## EXERCISE INPUT
[Start of section]

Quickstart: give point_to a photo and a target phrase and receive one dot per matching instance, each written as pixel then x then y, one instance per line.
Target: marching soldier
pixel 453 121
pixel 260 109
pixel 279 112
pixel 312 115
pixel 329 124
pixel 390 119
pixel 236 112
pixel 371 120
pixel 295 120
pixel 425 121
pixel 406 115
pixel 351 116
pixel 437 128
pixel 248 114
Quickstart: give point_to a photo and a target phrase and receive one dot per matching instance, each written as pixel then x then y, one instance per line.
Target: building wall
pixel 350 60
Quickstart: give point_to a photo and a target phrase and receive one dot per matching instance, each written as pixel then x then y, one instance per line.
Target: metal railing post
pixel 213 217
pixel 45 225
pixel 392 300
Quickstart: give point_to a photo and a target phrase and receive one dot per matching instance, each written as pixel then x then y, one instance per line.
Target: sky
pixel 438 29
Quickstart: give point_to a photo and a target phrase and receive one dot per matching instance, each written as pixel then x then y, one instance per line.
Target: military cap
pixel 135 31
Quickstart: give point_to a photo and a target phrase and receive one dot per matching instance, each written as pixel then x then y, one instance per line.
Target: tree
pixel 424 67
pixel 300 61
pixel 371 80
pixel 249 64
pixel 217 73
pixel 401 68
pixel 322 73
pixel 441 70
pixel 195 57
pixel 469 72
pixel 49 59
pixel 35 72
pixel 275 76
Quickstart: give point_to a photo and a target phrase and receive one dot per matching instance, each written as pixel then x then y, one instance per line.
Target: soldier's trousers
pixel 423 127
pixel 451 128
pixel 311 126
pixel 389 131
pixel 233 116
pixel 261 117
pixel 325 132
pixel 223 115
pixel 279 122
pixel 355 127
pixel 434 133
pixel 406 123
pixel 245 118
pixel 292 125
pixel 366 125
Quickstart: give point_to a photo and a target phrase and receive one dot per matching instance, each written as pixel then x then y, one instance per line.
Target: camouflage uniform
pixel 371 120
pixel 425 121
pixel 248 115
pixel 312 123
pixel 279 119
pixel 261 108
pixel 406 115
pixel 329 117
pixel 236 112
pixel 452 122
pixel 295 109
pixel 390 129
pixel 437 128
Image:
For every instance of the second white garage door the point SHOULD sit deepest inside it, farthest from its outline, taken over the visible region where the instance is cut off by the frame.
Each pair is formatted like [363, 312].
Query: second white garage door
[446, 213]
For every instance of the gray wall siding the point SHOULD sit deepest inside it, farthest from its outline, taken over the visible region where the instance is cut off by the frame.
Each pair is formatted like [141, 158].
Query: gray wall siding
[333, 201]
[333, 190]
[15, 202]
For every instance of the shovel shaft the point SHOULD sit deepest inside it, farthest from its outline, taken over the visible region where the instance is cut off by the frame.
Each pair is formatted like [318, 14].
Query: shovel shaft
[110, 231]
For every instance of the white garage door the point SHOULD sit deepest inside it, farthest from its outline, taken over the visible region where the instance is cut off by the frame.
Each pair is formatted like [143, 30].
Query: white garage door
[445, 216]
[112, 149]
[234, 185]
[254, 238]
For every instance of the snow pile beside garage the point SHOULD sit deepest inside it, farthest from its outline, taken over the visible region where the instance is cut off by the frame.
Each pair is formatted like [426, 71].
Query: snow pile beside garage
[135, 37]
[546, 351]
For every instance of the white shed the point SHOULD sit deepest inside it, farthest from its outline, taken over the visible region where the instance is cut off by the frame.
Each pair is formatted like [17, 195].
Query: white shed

[End of section]

## PROBLEM STATEMENT
Scan the entries above for the string "formatted", and copy every line where it turns up.

## TASK SOLUTION
Each pair is formatted like [363, 312].
Each pair is formatted like [141, 158].
Each pair is formatted like [318, 14].
Each pair is formatted like [143, 30].
Each pair is formatted like [426, 71].
Each pair is formatted like [17, 195].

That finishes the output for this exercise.